** ASSIGNMENT **
Go through the entries below, count every line with the string "covered", and answer with only that number.
-- DATA EXTRACT follows --
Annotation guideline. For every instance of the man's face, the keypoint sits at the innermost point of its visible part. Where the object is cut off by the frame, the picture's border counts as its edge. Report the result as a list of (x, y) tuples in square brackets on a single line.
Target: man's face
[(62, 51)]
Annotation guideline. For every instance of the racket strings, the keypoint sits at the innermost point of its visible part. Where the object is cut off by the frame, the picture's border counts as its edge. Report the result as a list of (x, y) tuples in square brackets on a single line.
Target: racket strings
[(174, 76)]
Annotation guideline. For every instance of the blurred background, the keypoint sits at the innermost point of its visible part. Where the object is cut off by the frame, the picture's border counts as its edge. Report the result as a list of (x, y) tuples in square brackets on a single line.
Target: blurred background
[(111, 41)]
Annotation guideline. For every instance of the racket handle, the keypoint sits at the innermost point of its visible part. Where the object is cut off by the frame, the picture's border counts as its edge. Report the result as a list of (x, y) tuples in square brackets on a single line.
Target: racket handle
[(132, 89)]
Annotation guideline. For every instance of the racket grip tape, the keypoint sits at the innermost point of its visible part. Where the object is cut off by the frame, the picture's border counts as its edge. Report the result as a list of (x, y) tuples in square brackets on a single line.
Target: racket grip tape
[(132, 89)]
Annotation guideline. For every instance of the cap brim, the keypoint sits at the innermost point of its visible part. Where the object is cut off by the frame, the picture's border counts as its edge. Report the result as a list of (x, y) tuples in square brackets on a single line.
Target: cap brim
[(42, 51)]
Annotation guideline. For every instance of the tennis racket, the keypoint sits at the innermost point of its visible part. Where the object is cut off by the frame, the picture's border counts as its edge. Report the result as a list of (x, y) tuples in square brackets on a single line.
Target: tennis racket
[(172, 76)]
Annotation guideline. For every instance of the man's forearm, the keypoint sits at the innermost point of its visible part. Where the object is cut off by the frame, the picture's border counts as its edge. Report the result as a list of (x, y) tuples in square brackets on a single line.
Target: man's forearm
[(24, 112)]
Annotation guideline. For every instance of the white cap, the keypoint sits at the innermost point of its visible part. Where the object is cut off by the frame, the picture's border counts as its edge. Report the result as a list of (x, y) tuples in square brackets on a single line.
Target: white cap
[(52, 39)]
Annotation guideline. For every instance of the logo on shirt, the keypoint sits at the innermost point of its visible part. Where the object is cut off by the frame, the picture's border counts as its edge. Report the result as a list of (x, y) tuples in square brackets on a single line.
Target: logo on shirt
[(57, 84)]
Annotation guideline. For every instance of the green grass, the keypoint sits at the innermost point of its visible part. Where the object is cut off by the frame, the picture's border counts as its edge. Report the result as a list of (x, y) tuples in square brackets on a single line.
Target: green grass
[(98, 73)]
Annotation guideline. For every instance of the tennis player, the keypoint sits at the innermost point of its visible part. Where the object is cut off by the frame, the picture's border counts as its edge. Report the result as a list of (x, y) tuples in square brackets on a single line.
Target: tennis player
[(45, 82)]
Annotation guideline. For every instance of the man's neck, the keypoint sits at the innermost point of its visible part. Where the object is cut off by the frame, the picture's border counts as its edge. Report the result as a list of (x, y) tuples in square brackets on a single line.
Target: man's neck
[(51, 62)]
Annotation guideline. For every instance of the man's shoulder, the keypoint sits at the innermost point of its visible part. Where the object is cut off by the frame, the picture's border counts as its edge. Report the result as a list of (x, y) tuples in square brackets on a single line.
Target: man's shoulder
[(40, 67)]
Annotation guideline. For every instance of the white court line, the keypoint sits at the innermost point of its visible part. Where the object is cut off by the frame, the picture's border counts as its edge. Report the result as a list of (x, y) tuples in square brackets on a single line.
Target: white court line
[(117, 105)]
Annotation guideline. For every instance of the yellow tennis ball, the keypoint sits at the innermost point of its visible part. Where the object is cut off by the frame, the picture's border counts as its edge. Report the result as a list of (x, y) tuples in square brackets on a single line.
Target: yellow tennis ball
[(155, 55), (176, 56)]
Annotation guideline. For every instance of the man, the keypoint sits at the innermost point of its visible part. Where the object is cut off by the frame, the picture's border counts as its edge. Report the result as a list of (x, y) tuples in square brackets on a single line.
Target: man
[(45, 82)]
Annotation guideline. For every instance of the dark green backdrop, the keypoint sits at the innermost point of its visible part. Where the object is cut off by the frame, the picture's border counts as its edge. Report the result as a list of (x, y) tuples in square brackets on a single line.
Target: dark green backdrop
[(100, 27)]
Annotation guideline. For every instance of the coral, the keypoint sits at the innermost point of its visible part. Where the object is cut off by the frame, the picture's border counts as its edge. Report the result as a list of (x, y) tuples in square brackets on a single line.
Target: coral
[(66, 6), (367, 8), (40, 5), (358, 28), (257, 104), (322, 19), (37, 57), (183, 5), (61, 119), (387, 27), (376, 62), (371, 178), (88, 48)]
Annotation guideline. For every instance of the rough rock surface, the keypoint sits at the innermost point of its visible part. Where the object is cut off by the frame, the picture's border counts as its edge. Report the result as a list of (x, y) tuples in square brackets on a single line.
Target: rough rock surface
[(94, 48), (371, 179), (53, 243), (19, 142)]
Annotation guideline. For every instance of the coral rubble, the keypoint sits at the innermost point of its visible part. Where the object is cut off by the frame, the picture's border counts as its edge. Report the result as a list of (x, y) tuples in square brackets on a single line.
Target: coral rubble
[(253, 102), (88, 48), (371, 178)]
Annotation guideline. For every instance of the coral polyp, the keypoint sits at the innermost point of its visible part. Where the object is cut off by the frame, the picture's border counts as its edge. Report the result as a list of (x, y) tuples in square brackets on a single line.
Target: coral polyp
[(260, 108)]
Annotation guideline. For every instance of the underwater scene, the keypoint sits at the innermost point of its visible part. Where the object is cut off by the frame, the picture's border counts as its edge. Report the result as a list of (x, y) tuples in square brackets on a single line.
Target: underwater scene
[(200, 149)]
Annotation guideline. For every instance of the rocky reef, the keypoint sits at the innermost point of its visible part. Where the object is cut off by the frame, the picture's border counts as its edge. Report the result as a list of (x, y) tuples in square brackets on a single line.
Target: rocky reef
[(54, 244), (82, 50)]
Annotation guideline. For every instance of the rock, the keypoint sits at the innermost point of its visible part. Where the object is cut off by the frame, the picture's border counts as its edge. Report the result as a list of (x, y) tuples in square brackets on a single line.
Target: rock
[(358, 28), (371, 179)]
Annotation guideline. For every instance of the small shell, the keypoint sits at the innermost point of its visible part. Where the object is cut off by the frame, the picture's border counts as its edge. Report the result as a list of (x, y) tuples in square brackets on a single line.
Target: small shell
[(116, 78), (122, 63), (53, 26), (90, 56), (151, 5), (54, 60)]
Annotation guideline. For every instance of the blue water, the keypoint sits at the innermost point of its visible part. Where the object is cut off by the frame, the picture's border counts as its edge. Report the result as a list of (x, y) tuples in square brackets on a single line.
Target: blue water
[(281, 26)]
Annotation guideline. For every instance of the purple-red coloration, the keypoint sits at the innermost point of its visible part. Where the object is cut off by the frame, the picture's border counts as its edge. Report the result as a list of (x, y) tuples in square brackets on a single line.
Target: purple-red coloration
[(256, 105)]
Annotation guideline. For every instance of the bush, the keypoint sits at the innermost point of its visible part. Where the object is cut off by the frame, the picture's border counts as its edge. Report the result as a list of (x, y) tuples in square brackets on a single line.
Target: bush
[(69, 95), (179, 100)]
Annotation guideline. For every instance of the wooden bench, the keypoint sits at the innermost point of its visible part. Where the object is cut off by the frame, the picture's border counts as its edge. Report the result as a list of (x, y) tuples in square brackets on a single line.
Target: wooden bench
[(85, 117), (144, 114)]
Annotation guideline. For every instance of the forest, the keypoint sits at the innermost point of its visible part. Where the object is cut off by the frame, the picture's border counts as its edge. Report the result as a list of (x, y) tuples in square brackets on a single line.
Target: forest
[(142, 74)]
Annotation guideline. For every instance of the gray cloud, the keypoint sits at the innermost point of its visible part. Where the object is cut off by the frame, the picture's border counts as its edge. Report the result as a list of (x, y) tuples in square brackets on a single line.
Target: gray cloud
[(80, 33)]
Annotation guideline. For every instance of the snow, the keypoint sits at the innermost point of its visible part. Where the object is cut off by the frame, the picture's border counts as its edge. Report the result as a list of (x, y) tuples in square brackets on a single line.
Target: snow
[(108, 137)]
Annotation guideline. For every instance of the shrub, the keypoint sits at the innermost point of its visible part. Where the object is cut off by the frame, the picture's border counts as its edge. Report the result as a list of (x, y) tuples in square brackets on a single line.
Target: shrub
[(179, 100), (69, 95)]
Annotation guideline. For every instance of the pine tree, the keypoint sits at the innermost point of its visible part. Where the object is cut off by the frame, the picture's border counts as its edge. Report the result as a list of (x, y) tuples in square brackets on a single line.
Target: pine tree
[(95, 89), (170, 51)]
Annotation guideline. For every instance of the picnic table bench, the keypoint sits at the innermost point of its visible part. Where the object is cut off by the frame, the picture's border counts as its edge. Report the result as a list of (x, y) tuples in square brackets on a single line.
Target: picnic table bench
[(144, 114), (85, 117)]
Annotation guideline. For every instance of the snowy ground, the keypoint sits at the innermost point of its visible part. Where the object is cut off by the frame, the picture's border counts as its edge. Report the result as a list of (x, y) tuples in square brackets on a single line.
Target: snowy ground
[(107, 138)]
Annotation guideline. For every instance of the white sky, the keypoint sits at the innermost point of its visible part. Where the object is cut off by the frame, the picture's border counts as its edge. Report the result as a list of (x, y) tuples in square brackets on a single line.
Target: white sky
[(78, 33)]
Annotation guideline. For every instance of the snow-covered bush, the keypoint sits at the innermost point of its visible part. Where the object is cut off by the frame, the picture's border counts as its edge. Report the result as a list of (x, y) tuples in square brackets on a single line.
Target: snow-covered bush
-- DATA EXTRACT concluded --
** SOLVED PROBLEM **
2